Restate verbatim the span of lines below between the line with "Need: one point per instance of the shoulder" and the line with "Target: teammate in white uniform", including those two lines, and only that span.

####################

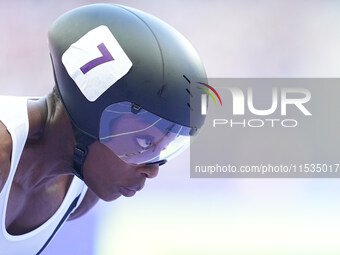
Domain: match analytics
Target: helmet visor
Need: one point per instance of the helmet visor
(140, 137)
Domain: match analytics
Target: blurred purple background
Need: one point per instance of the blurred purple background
(176, 214)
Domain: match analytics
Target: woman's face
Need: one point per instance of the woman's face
(109, 177)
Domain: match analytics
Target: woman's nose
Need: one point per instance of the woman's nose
(149, 171)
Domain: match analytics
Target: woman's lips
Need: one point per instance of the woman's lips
(127, 192)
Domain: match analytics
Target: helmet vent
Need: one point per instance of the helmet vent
(189, 107)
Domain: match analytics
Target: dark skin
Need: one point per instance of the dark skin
(44, 172)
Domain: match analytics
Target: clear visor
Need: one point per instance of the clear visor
(140, 137)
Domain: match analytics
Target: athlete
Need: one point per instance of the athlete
(125, 102)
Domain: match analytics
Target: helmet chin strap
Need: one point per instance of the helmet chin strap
(83, 140)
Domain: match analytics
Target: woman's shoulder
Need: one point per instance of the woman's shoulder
(5, 154)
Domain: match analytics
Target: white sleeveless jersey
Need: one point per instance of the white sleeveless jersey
(13, 114)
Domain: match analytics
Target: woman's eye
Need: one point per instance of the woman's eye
(144, 142)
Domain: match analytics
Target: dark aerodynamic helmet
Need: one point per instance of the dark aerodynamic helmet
(128, 80)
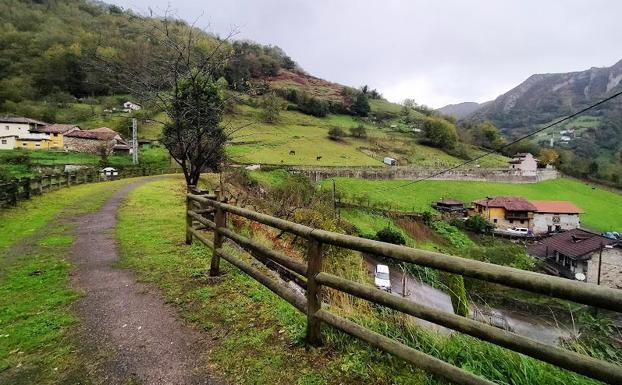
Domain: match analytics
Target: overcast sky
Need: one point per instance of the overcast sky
(437, 52)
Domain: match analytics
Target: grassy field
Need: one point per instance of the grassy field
(307, 136)
(603, 208)
(36, 340)
(12, 163)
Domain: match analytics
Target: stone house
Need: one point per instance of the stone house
(576, 254)
(555, 216)
(96, 140)
(55, 133)
(17, 125)
(506, 212)
(8, 142)
(525, 163)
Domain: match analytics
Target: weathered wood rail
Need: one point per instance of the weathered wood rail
(20, 189)
(202, 208)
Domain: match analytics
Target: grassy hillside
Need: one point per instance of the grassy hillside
(603, 209)
(308, 137)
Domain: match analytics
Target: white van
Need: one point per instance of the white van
(382, 279)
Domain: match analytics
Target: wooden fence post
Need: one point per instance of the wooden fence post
(188, 217)
(26, 182)
(314, 300)
(221, 221)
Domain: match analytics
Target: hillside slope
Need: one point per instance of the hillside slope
(543, 97)
(460, 110)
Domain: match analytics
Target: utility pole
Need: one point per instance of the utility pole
(134, 141)
(600, 263)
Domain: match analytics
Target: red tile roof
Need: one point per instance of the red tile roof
(558, 207)
(58, 128)
(102, 133)
(577, 244)
(21, 119)
(508, 203)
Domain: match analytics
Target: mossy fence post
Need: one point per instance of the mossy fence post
(314, 300)
(221, 222)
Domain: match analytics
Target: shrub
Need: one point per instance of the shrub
(359, 131)
(335, 133)
(478, 224)
(391, 235)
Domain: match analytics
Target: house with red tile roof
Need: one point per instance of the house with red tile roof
(581, 255)
(506, 212)
(555, 216)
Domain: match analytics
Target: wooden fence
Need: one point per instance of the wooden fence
(24, 188)
(201, 209)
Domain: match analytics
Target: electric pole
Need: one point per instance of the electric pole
(134, 141)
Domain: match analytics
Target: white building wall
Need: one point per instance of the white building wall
(611, 269)
(19, 129)
(542, 221)
(7, 143)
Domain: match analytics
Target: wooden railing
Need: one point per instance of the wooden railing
(201, 209)
(16, 190)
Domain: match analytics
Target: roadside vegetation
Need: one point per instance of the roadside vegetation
(262, 335)
(37, 327)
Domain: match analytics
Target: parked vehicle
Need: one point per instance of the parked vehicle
(518, 231)
(382, 278)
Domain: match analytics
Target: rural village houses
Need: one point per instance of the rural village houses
(576, 254)
(540, 217)
(525, 163)
(20, 132)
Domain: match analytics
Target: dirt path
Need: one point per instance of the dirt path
(132, 336)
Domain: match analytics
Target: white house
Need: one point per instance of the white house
(130, 106)
(8, 142)
(576, 254)
(525, 163)
(19, 126)
(555, 216)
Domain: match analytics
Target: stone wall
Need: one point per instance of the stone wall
(611, 269)
(92, 146)
(408, 173)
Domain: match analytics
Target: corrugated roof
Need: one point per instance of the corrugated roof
(508, 203)
(577, 244)
(559, 207)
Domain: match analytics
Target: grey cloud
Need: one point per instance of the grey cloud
(438, 52)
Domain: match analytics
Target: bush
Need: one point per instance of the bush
(335, 133)
(478, 224)
(359, 131)
(391, 235)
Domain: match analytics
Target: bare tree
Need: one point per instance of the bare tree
(177, 73)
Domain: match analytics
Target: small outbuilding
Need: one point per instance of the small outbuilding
(390, 161)
(448, 205)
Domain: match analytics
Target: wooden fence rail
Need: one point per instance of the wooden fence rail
(20, 189)
(201, 207)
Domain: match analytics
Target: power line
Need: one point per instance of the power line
(488, 152)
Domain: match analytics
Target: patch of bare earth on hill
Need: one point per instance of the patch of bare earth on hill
(130, 335)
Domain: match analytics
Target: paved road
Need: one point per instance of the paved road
(132, 335)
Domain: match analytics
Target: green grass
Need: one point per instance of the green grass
(603, 208)
(307, 136)
(36, 323)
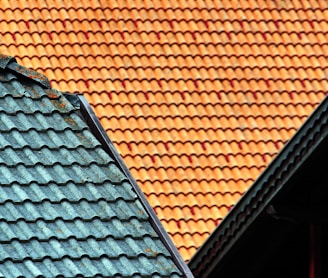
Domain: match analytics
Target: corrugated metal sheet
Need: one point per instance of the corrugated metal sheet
(65, 206)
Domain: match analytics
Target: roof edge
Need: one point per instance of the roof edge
(307, 138)
(96, 127)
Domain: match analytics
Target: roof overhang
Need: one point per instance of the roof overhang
(276, 210)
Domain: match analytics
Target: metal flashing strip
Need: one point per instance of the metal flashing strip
(255, 200)
(101, 135)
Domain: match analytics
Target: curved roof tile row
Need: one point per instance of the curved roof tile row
(198, 96)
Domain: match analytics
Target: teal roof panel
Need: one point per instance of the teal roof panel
(66, 207)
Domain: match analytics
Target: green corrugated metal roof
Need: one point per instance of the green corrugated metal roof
(66, 207)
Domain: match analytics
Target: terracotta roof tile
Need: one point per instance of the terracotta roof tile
(198, 96)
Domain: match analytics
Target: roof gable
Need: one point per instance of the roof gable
(197, 96)
(278, 209)
(66, 206)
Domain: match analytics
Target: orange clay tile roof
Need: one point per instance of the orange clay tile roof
(198, 96)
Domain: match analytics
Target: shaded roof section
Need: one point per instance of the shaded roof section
(197, 96)
(292, 189)
(66, 206)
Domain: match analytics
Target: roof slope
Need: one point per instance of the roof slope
(66, 207)
(198, 96)
(291, 190)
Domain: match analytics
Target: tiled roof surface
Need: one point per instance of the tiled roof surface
(66, 208)
(198, 96)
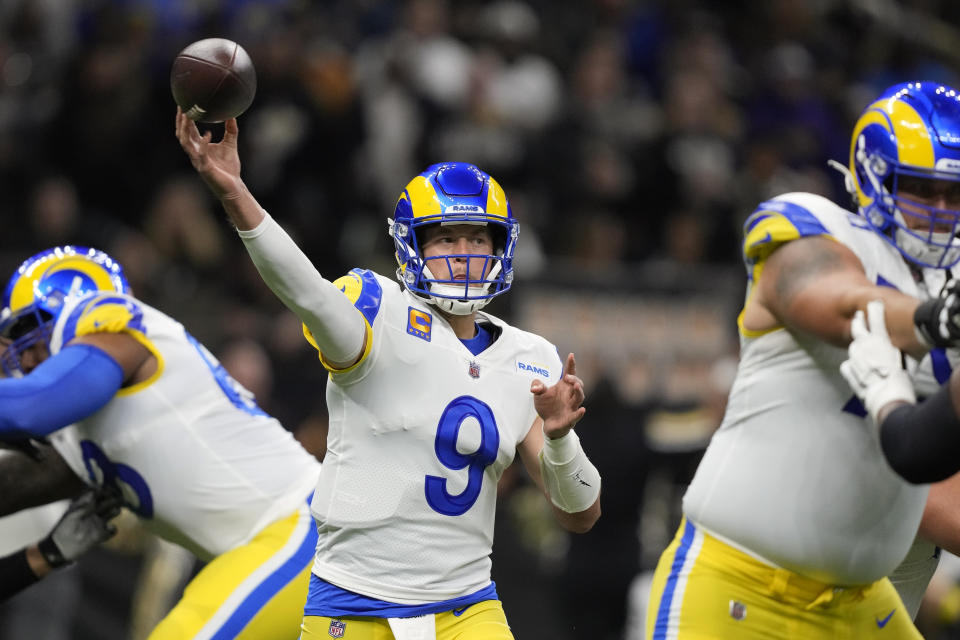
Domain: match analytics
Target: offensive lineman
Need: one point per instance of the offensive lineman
(161, 422)
(794, 516)
(429, 402)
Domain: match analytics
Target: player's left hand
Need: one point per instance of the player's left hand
(218, 163)
(85, 524)
(559, 406)
(874, 369)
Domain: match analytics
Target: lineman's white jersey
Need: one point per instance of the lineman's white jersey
(420, 432)
(795, 473)
(195, 457)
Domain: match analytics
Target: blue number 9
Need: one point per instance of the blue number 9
(445, 445)
(105, 472)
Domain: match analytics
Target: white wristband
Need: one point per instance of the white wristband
(571, 479)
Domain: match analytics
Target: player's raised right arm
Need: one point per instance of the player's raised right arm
(337, 326)
(815, 285)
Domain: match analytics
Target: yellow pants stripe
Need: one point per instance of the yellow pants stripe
(251, 592)
(705, 588)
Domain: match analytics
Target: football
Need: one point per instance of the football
(213, 80)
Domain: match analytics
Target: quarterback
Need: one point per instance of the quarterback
(430, 399)
(161, 422)
(795, 516)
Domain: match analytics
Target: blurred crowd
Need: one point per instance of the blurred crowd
(632, 138)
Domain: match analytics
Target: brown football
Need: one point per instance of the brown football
(213, 80)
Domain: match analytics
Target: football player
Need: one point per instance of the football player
(794, 516)
(160, 420)
(85, 524)
(430, 399)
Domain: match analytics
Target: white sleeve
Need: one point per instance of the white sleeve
(337, 326)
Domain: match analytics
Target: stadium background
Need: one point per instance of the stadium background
(631, 137)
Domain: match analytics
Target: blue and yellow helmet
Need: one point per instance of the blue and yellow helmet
(910, 134)
(37, 292)
(447, 194)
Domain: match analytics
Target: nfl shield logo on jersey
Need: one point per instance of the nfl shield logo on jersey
(337, 628)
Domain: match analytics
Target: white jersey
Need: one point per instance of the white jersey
(195, 457)
(795, 474)
(420, 432)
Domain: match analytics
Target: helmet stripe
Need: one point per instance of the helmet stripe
(913, 137)
(423, 198)
(496, 199)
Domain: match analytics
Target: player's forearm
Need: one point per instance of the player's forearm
(922, 442)
(242, 208)
(30, 482)
(899, 315)
(335, 323)
(572, 482)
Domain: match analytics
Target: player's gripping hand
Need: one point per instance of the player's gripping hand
(938, 320)
(218, 163)
(85, 524)
(874, 368)
(559, 405)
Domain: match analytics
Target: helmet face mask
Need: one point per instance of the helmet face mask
(39, 290)
(905, 160)
(445, 195)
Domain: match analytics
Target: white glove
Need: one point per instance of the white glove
(874, 369)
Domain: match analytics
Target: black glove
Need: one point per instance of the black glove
(85, 524)
(938, 319)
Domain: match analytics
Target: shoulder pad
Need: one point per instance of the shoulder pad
(776, 222)
(104, 313)
(363, 290)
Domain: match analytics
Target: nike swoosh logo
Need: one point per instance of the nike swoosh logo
(881, 623)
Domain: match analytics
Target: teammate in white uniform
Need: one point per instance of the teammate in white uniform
(794, 516)
(429, 402)
(159, 419)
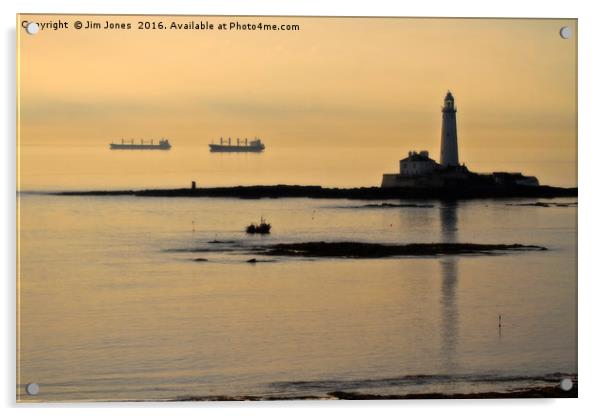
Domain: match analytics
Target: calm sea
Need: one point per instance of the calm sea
(113, 307)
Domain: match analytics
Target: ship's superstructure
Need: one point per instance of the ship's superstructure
(245, 145)
(142, 145)
(418, 170)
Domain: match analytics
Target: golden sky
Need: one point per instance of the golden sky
(353, 82)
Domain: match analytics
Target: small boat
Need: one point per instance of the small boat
(261, 228)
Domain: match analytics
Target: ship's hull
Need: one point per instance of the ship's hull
(126, 146)
(227, 148)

####################

- [Worked solution]
Need: one point per instance of the shoulder pad
(776, 222)
(104, 313)
(363, 290)
Domain: match analytics
Target: nike swoosh logo
Need: one point per instance of the nike swoosh logo
(881, 623)
Domain: match analytics
Target: teammate in white uniform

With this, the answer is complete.